Passage shown.
FOSAF'S OFFICIAL NEWSLETTER - NUMBER 40 - May 2013

FOSAF CHAIRMAN'S 2012/13 ANNUAL REPORT – Ilan Lax

INTRODUCTION
It is once again my pleasure and responsibility to account to the membership and other interested parties on FOSAF's activities during the year under review.

EXTERNAL ENVIRONMENT:
State:
As reported last year we became aware that the Department of Environmental Affairs was an intent on pressing ahead with implementation of a framework that appeared (on what little we could ascertain) to be entirely different to that we worked so hard on in the past. We thus wrote to the Minister and the Director General expressing our concern at what appeared to be intended and requesting the opportunity and to meet and discuss the matter. The meeting eventually transpired in early February and the Department agreed to provide us with copies of the draft regulations on a confidential basis. The environmental team has had an opportunity to consider the draft regulations and have prepared a comment document which will be forwarded to the Department. We do not believe that the draft regulations are proper given the wording of the NEM:BA and continue to demand that the framework must be consulted upon in an open and public manner as required by both the Constitution and NEMA. We will keep you all posted on further developments.

Public:
FOSAF has continued to make an effort to improve its outreach through our website, Facebook, Flyfishing magazine, the Tippet and through the efforts of its members and leadership. Despite this many fly- and other anglers remain unaware of our achievements and our profile leaves a lot to be desired. As agreed at our previous EXCO we have begun to examine our marketing issues and met with a professional for advice in this regard. This will be discussed at the EXCO. Nevertheless, despite our best efforts we will need to find better ways to get our message and information about FOSAF to all anglers and other stakeholders. One positive spinoff of our NEM:BA struggles has been the support shown by organised sport angling and aquaculture.

Anglers:
The next iteration of the new Favoured Flies card collection has recently been launched. Hopefully members and other will find these useful. The Tippet continues to be well received and thanks are due to Stuart and Liz Tough who work behind the scenes to get it out. We need to reach more anglers and some discussion on this vexed matter will be part of the EXCO's deliberations.

INTERNAL ENVIRONMENT:
EXCO
As with last year, given our financial constraints, the EXCO only met once on a face to face basis. However, regular emails and telephonic discussions on an individual basis have sufficed to ensure reasonable contact. In addition, the secretariat has facilitated contact with all chapters. Chapters
Full chapter reports will be forthcoming at the EXCO however I will briefly note some observations:
Eastern Cape: I and others were again privileged to attend the EC AGM in November 2012. Alan Hobson stood down and he was succeeded by Brian Clark. Suffice it to say that the Chapter is in a healthy state and they have had an excellent season. One notable achievement is that the chapter hosted FOSAF's 25 Anniversary Dinner at the Eagle's Ridge Hotel, the very place we were founded. It was a wonderful occasion with great speeches and bonhomie.

What to produce. List every person named in the FOSAF newsletter above.

Dataset records:

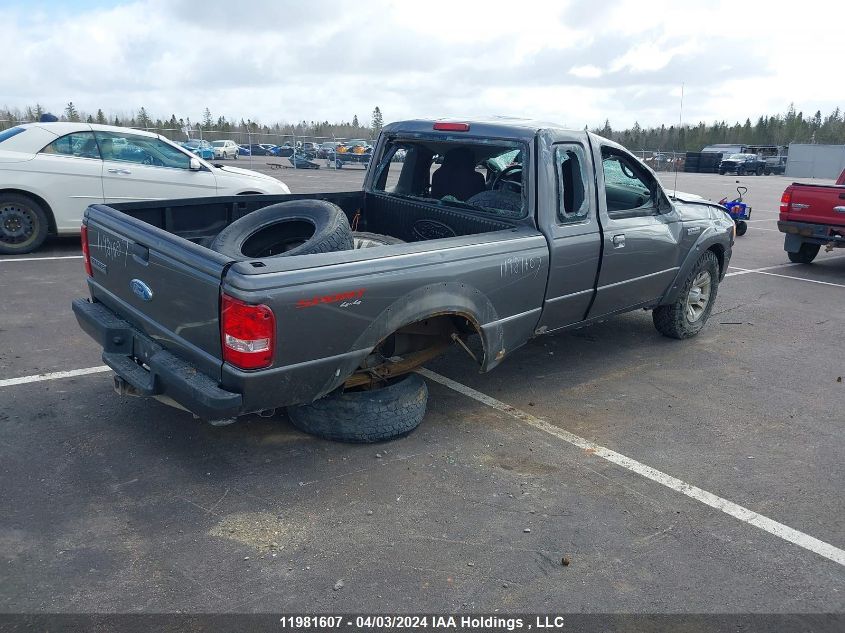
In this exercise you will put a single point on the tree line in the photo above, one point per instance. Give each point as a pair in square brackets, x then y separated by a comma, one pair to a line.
[779, 129]
[177, 128]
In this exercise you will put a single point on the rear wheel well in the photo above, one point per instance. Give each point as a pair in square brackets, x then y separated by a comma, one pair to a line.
[413, 345]
[52, 221]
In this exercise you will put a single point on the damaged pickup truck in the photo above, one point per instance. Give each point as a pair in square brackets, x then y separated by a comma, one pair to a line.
[326, 303]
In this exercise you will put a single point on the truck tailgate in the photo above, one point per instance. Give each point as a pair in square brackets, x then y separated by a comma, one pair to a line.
[165, 286]
[817, 204]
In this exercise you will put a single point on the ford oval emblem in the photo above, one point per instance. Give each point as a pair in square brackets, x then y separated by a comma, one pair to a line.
[141, 289]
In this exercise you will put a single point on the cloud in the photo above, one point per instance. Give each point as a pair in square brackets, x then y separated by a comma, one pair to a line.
[575, 62]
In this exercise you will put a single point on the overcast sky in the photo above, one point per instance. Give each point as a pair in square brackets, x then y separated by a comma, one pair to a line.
[575, 63]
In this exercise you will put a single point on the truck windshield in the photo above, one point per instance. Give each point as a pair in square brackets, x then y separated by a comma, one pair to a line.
[479, 175]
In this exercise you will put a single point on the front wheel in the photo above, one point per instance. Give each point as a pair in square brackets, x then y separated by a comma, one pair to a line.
[23, 224]
[686, 316]
[805, 255]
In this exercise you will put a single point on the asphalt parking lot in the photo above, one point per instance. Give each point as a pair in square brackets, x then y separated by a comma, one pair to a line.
[125, 505]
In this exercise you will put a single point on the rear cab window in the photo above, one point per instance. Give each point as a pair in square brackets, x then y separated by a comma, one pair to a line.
[482, 175]
[572, 183]
[629, 188]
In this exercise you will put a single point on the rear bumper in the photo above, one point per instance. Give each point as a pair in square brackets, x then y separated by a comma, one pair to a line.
[163, 373]
[798, 233]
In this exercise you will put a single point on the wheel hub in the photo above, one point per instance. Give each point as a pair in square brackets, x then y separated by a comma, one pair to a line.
[698, 296]
[17, 224]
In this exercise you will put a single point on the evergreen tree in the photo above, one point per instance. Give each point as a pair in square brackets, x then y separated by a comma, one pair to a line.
[377, 121]
[143, 118]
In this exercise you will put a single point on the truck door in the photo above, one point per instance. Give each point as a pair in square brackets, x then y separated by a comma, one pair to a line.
[140, 167]
[642, 232]
[574, 236]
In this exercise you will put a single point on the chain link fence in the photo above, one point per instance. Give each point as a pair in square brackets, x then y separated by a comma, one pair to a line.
[662, 160]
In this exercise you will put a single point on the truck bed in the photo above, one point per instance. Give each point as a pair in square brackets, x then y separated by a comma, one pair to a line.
[199, 220]
[460, 261]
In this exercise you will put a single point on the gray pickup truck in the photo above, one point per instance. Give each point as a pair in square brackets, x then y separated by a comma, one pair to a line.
[227, 306]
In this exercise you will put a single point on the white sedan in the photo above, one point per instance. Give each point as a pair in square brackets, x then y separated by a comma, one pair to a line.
[50, 173]
[225, 149]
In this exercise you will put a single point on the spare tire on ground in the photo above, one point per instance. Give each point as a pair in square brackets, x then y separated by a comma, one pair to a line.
[364, 417]
[362, 239]
[297, 227]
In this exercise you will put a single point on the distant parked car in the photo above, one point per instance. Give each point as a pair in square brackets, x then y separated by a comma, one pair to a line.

Answer for this exercise.
Ilan Lax
Stuart Tough
Liz Tough
Alan Hobson
Brian Clark